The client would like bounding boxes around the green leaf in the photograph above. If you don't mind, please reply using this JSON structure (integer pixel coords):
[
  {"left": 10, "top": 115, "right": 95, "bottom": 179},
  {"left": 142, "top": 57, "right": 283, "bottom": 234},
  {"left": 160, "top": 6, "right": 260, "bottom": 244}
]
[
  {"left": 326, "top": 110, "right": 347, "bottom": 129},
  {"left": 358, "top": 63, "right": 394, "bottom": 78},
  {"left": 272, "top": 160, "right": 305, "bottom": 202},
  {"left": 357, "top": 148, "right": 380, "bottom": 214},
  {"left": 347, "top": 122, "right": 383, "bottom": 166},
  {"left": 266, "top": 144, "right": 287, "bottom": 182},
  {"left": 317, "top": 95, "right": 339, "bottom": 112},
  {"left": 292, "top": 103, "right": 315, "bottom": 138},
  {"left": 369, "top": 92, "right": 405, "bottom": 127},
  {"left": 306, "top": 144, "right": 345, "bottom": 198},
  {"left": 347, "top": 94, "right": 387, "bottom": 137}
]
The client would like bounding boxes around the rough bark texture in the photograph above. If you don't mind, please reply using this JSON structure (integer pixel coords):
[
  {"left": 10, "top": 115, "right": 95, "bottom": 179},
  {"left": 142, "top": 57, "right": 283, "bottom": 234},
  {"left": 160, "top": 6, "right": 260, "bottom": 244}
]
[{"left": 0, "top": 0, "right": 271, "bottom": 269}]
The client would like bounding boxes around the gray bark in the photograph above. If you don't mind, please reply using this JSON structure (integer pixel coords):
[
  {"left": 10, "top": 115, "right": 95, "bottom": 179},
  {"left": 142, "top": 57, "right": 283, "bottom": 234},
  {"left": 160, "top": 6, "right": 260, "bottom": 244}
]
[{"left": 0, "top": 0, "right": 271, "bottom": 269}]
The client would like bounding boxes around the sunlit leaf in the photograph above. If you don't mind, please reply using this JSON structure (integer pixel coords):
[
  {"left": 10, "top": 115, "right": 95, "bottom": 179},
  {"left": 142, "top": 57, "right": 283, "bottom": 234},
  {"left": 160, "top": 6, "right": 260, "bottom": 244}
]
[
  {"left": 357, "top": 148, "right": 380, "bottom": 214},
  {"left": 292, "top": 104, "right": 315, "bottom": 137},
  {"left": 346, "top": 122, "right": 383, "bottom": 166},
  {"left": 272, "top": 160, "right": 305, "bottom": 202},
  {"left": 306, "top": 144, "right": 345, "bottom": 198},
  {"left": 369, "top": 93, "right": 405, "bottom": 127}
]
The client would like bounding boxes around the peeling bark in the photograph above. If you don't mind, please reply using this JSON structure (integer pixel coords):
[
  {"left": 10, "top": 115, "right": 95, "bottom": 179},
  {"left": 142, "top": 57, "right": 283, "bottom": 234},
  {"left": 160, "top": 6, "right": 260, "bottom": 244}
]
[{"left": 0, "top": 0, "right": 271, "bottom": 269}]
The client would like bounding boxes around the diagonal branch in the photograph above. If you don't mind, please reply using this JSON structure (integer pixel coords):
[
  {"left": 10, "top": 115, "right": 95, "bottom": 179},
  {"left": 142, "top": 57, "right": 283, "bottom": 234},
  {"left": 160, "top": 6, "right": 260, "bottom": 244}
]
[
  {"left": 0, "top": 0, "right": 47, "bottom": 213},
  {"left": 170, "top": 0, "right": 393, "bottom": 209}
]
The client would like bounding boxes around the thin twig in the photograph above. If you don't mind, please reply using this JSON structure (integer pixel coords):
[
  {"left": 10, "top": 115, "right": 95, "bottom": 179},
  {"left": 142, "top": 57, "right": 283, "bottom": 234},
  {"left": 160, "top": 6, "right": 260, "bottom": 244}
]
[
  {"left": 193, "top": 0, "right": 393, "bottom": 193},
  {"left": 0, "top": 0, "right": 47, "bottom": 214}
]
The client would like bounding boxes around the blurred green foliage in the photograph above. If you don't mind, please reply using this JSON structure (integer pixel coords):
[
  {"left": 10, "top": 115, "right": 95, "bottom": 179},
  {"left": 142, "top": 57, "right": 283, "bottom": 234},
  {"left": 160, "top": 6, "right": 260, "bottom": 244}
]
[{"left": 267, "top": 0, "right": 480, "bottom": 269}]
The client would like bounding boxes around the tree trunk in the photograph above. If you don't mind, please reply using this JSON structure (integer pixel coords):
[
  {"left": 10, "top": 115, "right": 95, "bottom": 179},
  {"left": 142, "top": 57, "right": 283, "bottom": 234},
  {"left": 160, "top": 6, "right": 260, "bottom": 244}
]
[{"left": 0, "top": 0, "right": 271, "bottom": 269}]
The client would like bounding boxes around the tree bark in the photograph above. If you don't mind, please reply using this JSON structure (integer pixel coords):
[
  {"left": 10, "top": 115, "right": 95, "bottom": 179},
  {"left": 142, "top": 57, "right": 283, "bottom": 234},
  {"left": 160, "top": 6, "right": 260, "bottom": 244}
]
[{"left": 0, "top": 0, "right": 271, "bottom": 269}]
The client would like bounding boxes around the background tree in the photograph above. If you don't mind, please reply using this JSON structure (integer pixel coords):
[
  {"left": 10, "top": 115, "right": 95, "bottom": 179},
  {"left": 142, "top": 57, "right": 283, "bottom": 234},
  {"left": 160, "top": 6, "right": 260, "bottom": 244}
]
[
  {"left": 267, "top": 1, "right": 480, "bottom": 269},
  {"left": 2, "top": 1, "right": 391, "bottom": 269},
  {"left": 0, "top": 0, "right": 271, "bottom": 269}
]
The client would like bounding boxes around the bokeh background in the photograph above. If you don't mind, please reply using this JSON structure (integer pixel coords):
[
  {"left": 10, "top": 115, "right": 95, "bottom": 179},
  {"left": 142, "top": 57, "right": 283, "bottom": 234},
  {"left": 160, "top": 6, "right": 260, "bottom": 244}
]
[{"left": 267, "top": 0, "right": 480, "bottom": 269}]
####
▶ Exercise requirements: Could you reproduce all of the lines above verbatim, from the first through the last?

▶ Task output:
The client would like bounding boxes around the green leaf in the photograph above. If you don't mind, please reply using this JSON structure (integer pixel coords):
[
  {"left": 10, "top": 115, "right": 95, "bottom": 179},
  {"left": 142, "top": 57, "right": 283, "bottom": 234},
  {"left": 160, "top": 6, "right": 260, "bottom": 244}
]
[
  {"left": 326, "top": 110, "right": 347, "bottom": 129},
  {"left": 358, "top": 63, "right": 394, "bottom": 78},
  {"left": 272, "top": 160, "right": 305, "bottom": 202},
  {"left": 357, "top": 148, "right": 380, "bottom": 214},
  {"left": 347, "top": 122, "right": 383, "bottom": 166},
  {"left": 266, "top": 144, "right": 287, "bottom": 182},
  {"left": 317, "top": 95, "right": 339, "bottom": 112},
  {"left": 292, "top": 103, "right": 315, "bottom": 138},
  {"left": 369, "top": 92, "right": 405, "bottom": 127},
  {"left": 306, "top": 144, "right": 345, "bottom": 198},
  {"left": 347, "top": 94, "right": 387, "bottom": 137}
]
The client would like bounding boxes around the rough bark texture in the photograph above. If you don't mind, please reply using this JSON structure (integer pixel coords):
[
  {"left": 10, "top": 115, "right": 95, "bottom": 179},
  {"left": 142, "top": 57, "right": 283, "bottom": 234},
  {"left": 160, "top": 6, "right": 260, "bottom": 244}
]
[{"left": 0, "top": 0, "right": 271, "bottom": 269}]
The client would like bounding boxes around the gray bark in the photograph above. If you don't mind, please reply using this JSON structure (integer pixel coords):
[
  {"left": 10, "top": 115, "right": 95, "bottom": 179},
  {"left": 142, "top": 57, "right": 283, "bottom": 234},
  {"left": 160, "top": 6, "right": 260, "bottom": 244}
]
[{"left": 0, "top": 0, "right": 271, "bottom": 269}]
The client would like bounding boxes around the sunlit leaf in the photograph above. If you don't mind, please reply using this JSON structure (integer pixel coords):
[
  {"left": 10, "top": 115, "right": 95, "bottom": 179},
  {"left": 142, "top": 57, "right": 283, "bottom": 234},
  {"left": 160, "top": 6, "right": 260, "bottom": 244}
]
[
  {"left": 357, "top": 148, "right": 380, "bottom": 214},
  {"left": 292, "top": 104, "right": 315, "bottom": 137},
  {"left": 346, "top": 122, "right": 383, "bottom": 166},
  {"left": 272, "top": 160, "right": 305, "bottom": 202},
  {"left": 306, "top": 144, "right": 345, "bottom": 198},
  {"left": 369, "top": 93, "right": 405, "bottom": 127}
]
The client would like bounding boxes around the peeling bark in the photograph above. If you don't mind, please reply using this JSON structure (integer pixel coords):
[
  {"left": 10, "top": 115, "right": 95, "bottom": 179},
  {"left": 142, "top": 57, "right": 283, "bottom": 234},
  {"left": 160, "top": 6, "right": 260, "bottom": 244}
]
[{"left": 0, "top": 0, "right": 271, "bottom": 269}]
The client would like bounding boxes around the diagonal branch in the photograph above. If you don't mind, please reply using this JSON structure (integer pixel coords):
[
  {"left": 10, "top": 115, "right": 95, "bottom": 179},
  {"left": 142, "top": 57, "right": 283, "bottom": 234},
  {"left": 160, "top": 6, "right": 260, "bottom": 244}
]
[
  {"left": 0, "top": 0, "right": 47, "bottom": 213},
  {"left": 170, "top": 0, "right": 393, "bottom": 209}
]
The client would like bounding boxes around the thin twig in the photograph above. If you don't mind, please reply using this JSON structure (integer pixel coords):
[
  {"left": 10, "top": 115, "right": 95, "bottom": 179},
  {"left": 142, "top": 57, "right": 283, "bottom": 234},
  {"left": 160, "top": 6, "right": 260, "bottom": 244}
]
[
  {"left": 193, "top": 0, "right": 393, "bottom": 193},
  {"left": 0, "top": 0, "right": 47, "bottom": 214}
]
The client would like bounding boxes around the blurred green foliage in the photograph above. If you don't mind, please reply using this JSON structure (integer pixel coords):
[
  {"left": 10, "top": 115, "right": 95, "bottom": 179},
  {"left": 142, "top": 57, "right": 283, "bottom": 234},
  {"left": 160, "top": 6, "right": 260, "bottom": 244}
]
[{"left": 267, "top": 0, "right": 480, "bottom": 269}]
The client would like bounding boxes around the tree trunk in the photograph above. If you don't mind, please reply using this JSON structure (integer pixel coords):
[
  {"left": 10, "top": 115, "right": 95, "bottom": 179},
  {"left": 142, "top": 57, "right": 283, "bottom": 234},
  {"left": 160, "top": 6, "right": 260, "bottom": 244}
]
[{"left": 0, "top": 0, "right": 271, "bottom": 269}]
The client would like bounding boxes around the tree bark in the photograph above. If you don't mind, please reply using this JSON structure (integer pixel coords):
[
  {"left": 10, "top": 115, "right": 95, "bottom": 179},
  {"left": 142, "top": 57, "right": 283, "bottom": 234},
  {"left": 160, "top": 6, "right": 260, "bottom": 244}
]
[{"left": 0, "top": 0, "right": 271, "bottom": 269}]
The client would like bounding boxes around the background tree in the photograph above. If you don't mind, please reply using this JSON structure (integer pixel coords):
[
  {"left": 10, "top": 115, "right": 95, "bottom": 179},
  {"left": 142, "top": 57, "right": 283, "bottom": 234},
  {"left": 160, "top": 6, "right": 260, "bottom": 244}
]
[
  {"left": 267, "top": 1, "right": 480, "bottom": 269},
  {"left": 2, "top": 1, "right": 391, "bottom": 269},
  {"left": 0, "top": 0, "right": 271, "bottom": 269}
]
The client would like bounding boxes around the bokeh background in the photograph above. If you don't mind, please reply using this JSON structure (integer pixel coords):
[
  {"left": 10, "top": 115, "right": 95, "bottom": 179},
  {"left": 142, "top": 57, "right": 283, "bottom": 234},
  {"left": 160, "top": 6, "right": 260, "bottom": 244}
]
[{"left": 267, "top": 0, "right": 480, "bottom": 269}]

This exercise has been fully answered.